TEXT EXCERPT Block Start

Also referred to as “methodological whiteness”, the intentional whitewashing of historical racial violence and narratives does not acknowledge the role in which race has influenced the world (Bhambra, 2017). In turn, it creates a perpetual cycle of racially triggered knowledge that serves as the foundation of IR. Henderson proposes that theories conceived from such knowledges have underlying empirical, ethical, and epistemological assumptions that influence people’s understanding, each working individually and in combination to advance white supremacy (Henderson, 2013). Racist ethical assumptions elevate a “fictious identity of Whiteness” as privileged through the exclusion of social liberties, promoted through media and advertising; areas primarily not of IR concern (Henderson, 2013; Lipsitz, 1995).

However, whether art imitates life or vice versa, racist empirical assumptions have given way to institutional blockages that have silenced notable voices of race in IR like Alain Locke and W.E.B. DuBois. In lectures to Howard University, Alain Locke rejects race as a by-product of biology and argues its clear sociological origins, a radical position in 1916 America (Henderson, 2017). The reframing of race as a social concept to be evolved within itself and beyond led to national black expression through the Harlem Renaissance. Unfortunately, these influential lectures went unpublished until after his death leaving a lapse of alternative thinking to white centric empirical knowledge. In the choosing of what and who to study, racist epistemological knowledge is advanced. In a recent interview, Noam Chomsky draws parallels between the language used by the United States’ First Industrial Revolution and Nazi Germany. Torture and its use on slave labour camps drove and sustained the financial and merchant systems of a country that deemed itself the quintessential example of democracy (Democracy Now, 2015). Therefore, history needs to be viewed in a more critical way that does not negate the experiences of those who built the society that is subsequently cherished, an opportunity not yet been afforded to African Americans.

TEXT EXCERPT Block End
RECORD EXCERPTS Block Start

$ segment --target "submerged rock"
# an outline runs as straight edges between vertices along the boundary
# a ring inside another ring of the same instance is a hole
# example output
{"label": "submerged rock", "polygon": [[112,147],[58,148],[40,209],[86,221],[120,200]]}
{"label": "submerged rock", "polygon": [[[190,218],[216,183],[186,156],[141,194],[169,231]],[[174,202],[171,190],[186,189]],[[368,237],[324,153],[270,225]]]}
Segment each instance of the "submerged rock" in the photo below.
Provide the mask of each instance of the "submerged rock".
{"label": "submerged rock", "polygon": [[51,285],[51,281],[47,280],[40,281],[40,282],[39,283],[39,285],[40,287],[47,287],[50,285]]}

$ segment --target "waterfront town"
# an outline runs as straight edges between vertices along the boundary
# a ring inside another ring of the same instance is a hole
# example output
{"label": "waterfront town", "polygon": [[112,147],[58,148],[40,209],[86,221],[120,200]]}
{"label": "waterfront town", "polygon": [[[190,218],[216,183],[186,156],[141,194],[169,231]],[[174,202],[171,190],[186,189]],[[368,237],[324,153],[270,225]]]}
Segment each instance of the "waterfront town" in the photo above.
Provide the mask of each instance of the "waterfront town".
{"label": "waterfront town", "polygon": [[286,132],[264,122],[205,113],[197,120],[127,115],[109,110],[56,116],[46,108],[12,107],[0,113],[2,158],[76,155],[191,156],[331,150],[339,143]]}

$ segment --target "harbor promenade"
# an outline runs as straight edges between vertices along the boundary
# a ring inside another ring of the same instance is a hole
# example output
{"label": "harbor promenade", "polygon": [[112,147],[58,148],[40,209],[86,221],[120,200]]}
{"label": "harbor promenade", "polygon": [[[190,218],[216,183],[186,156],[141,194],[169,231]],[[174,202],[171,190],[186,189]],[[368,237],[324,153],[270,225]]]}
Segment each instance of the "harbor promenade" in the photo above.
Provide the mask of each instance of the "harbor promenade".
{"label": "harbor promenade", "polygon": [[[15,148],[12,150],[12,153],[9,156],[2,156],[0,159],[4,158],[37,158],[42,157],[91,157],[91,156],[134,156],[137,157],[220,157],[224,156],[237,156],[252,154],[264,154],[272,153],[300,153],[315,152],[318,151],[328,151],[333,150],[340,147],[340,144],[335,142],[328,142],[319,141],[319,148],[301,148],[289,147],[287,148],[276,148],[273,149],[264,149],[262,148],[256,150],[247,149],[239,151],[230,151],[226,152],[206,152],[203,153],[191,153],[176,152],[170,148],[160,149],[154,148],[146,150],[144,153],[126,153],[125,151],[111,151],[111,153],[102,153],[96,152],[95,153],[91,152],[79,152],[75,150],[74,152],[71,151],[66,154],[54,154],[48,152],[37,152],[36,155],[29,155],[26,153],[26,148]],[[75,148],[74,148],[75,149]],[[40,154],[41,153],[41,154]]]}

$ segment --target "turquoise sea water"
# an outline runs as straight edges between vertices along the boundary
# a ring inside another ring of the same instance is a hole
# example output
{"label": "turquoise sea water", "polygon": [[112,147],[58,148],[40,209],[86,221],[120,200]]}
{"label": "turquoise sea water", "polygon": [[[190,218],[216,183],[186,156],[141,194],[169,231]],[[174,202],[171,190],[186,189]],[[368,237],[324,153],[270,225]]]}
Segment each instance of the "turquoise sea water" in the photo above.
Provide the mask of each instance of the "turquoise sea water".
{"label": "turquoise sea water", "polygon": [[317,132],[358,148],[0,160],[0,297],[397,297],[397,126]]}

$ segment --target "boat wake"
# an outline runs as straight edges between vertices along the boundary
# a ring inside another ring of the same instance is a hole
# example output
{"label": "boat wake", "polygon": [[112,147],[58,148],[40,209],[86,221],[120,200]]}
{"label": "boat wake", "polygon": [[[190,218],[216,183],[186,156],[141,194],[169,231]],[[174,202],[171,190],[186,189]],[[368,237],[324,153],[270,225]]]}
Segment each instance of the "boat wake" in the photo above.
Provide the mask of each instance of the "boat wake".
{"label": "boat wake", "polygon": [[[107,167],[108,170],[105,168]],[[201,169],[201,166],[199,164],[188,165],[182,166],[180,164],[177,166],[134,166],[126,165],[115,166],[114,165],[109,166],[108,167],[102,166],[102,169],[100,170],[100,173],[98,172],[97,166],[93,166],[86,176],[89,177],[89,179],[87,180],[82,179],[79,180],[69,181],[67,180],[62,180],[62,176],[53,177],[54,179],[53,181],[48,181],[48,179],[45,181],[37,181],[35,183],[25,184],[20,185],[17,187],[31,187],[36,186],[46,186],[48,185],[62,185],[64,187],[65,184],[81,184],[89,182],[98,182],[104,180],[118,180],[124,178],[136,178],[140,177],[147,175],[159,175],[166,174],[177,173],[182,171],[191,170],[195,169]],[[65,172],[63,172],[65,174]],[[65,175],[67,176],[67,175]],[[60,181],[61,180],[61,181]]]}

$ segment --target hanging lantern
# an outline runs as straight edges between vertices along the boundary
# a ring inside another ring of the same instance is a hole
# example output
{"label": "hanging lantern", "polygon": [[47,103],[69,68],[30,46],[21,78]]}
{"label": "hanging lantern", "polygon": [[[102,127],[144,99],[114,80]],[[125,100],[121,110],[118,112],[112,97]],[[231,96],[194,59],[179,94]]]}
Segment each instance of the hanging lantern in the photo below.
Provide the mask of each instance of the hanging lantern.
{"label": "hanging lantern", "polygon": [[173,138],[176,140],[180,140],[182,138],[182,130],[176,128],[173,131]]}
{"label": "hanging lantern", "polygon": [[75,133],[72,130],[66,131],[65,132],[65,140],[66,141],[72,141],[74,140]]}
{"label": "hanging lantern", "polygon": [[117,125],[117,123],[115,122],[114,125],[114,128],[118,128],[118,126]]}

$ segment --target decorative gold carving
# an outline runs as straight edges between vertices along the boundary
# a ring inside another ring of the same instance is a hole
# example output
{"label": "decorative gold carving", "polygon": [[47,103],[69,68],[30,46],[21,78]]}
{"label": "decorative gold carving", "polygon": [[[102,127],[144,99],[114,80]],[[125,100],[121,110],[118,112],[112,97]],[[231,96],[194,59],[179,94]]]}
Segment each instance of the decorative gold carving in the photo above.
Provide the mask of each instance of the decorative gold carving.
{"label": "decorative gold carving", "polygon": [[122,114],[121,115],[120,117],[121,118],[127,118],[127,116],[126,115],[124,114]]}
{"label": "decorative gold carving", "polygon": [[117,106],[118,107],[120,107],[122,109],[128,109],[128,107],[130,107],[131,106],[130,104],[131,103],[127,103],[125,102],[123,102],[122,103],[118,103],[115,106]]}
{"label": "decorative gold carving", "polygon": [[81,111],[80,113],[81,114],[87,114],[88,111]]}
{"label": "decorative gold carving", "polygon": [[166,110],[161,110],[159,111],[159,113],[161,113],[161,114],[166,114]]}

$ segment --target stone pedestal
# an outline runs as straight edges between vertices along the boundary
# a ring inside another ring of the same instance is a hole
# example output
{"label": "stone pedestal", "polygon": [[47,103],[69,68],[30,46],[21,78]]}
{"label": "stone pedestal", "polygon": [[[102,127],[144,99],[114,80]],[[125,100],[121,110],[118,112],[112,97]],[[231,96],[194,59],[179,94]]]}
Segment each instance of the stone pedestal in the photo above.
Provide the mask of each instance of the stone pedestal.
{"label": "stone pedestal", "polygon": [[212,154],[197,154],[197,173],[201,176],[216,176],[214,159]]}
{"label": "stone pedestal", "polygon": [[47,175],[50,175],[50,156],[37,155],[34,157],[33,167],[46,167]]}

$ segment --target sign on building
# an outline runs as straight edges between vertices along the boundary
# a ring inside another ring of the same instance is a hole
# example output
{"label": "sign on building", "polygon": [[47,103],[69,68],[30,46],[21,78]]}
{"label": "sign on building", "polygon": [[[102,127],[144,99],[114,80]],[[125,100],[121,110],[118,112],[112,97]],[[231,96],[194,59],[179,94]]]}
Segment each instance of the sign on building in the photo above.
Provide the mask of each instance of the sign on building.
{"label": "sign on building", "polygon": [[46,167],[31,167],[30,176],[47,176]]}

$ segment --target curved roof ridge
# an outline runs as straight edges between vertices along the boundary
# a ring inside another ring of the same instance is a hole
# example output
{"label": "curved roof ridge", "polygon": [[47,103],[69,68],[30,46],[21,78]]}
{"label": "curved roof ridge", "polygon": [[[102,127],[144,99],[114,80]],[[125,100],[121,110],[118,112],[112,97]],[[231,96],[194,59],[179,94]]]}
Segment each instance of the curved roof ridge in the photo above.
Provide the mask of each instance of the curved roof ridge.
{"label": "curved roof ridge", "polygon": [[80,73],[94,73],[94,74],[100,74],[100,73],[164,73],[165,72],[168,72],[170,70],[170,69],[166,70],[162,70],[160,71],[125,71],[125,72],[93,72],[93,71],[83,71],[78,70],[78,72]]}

RECORD EXCERPTS Block End

# [ACTIVITY LIST]
[1] In the excerpt on race in IR, do these statements agree with the text? Answer yes or no for each, and quote the deciding words: (a) Alain Locke's lectures were published during his lifetime. (b) Alain Locke gave lectures at Howard University in which he rejected race as a by-product of biology. (c) Noam Chomsky compares the language of the United States' First Industrial Revolution with that of Nazi Germany.
[2] Which people are named in the excerpt on race in IR, including those in the citations?

# [ANSWERS TO THIS EXERCISE]
[1]
(a) No: "these influential lectures went unpublished until after his death"
(b) Yes: "In lectures to Howard University, Alain Locke rejects race as a by-product of biology"
(c) Yes: "Noam Chomsky draws parallels between the language used by the United States’ First Industrial Revolution and Nazi Germany"

[2]
- Bhambra
- Henderson
- Lipsitz
- Alain Locke
- W.E.B. DuBois
- Noam Chomsky